**Aim of the exercise:** In the passage below on culture and economic outcomes, what does the quoted economist say economic success requires?

**Document passage:**
When we are talking about societies or nations their economic outcome is heavily influenced by the culture; that is, the sum total of the societies beliefs, language, norms of behavior, customs, rituals, and their attitudes and feelings about themselves and others. The culture any society develops is strongly determined by the way individuals in that society thinks about their relationship to the society as a whole. Does the individual believe that he or she is exists only as a cog in the mechanism of the society, or does he or she has individual rights that the societies is dedicated to protecting, and are there property rights and the rule of law?
As economist Robert Samuelson very neatly summarizes:
“By and large, nations have either lifted themselves up or have stayed down. Societies dominated by tribal, religious, ideological or political values that disparage the qualities needed for broad-based growth will not get growth. Economic success requires a tolerance for change and inequality, some minimum level of trust -- an essential for much commerce -- and risk-taking. There are many plausible combinations of government and market power; but without the proper cultural catalysts, all face long odds.”

**Record list:**
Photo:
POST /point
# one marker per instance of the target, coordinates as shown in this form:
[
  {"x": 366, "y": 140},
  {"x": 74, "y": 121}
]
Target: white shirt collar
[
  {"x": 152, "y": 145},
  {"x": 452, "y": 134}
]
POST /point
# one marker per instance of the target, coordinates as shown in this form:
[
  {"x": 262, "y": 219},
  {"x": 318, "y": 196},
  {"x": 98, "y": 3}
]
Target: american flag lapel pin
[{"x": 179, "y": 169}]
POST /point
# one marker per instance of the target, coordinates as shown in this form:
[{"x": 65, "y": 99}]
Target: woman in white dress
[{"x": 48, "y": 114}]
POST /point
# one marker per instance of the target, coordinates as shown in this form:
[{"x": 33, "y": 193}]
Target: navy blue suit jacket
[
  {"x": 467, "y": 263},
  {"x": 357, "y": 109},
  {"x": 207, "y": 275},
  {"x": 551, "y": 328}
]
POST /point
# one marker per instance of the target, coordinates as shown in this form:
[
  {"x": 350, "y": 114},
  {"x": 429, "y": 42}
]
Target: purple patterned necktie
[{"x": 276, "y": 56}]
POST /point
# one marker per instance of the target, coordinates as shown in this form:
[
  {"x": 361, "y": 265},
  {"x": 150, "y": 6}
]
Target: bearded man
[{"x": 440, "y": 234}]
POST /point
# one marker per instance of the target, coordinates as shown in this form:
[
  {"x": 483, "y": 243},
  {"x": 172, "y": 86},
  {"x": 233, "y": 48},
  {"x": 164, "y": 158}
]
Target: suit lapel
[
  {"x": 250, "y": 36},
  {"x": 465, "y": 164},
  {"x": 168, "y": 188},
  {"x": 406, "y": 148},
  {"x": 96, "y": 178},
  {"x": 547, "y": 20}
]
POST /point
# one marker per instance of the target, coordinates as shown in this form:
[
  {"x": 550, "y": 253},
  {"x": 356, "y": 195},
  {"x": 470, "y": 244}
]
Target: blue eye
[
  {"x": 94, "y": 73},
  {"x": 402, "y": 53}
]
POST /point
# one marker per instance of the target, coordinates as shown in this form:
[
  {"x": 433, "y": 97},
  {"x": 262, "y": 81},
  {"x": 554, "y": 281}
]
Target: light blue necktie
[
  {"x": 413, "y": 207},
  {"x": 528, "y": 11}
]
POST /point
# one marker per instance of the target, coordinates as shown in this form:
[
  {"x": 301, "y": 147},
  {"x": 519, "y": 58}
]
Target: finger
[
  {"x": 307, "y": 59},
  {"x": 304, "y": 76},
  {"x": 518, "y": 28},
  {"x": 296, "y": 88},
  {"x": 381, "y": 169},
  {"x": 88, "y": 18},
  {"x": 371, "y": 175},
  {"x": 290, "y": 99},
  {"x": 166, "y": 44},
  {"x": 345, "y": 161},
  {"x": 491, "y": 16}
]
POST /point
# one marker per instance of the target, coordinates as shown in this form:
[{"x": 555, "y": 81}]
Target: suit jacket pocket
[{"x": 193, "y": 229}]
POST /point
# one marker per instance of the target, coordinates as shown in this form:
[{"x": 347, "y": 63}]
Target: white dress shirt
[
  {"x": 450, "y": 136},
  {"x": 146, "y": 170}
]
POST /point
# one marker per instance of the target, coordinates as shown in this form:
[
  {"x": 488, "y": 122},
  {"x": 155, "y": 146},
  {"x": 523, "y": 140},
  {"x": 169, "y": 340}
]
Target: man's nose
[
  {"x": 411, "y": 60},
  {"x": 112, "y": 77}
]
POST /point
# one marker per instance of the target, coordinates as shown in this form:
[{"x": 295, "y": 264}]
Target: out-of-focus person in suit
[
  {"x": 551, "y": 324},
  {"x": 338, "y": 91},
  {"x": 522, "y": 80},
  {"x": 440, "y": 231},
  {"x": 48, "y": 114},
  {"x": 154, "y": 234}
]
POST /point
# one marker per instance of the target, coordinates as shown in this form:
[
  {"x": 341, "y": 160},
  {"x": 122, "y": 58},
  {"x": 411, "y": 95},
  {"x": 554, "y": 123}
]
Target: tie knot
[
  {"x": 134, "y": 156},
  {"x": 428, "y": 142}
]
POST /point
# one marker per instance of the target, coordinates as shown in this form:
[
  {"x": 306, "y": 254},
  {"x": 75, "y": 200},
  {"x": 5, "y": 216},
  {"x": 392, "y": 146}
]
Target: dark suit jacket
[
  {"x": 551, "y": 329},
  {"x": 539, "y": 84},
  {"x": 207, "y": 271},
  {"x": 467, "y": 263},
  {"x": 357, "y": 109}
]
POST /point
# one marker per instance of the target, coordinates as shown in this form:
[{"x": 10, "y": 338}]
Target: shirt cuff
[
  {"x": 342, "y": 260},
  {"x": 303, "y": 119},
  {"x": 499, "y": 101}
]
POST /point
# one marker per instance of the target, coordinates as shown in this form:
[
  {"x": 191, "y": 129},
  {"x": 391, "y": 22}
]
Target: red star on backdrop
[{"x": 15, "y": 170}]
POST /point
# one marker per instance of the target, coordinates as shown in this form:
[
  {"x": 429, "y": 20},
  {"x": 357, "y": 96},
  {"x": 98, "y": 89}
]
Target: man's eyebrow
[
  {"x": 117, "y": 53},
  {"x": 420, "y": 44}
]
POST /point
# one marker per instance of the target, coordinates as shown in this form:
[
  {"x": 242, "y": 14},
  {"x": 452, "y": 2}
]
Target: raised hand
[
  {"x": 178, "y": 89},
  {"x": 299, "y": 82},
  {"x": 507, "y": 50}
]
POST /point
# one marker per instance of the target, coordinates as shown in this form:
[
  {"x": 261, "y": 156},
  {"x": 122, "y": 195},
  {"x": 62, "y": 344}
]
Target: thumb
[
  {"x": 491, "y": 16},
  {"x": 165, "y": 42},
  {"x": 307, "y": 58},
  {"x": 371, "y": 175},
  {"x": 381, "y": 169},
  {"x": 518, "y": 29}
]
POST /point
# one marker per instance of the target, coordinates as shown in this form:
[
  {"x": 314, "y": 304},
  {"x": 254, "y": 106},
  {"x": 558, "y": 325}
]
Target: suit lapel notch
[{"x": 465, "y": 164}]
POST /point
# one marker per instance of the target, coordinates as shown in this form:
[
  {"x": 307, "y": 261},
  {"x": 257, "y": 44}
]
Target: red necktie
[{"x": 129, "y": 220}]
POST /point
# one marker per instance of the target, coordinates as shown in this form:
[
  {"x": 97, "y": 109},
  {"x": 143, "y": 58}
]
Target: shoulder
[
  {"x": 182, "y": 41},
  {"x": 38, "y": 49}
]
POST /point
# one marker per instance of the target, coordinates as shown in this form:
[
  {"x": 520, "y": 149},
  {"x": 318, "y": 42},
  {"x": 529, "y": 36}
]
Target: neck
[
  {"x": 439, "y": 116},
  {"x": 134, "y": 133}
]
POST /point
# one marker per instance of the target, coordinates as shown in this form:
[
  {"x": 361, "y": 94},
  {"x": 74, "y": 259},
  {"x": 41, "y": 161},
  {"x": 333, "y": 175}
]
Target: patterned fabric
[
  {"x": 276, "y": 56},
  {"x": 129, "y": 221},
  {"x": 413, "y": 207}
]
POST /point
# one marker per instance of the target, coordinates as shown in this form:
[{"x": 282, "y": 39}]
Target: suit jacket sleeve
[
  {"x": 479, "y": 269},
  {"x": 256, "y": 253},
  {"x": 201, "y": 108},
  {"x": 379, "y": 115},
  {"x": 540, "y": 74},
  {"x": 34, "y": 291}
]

**Output of the task:** A tolerance for change and inequality, some minimum level of trust, and risk-taking.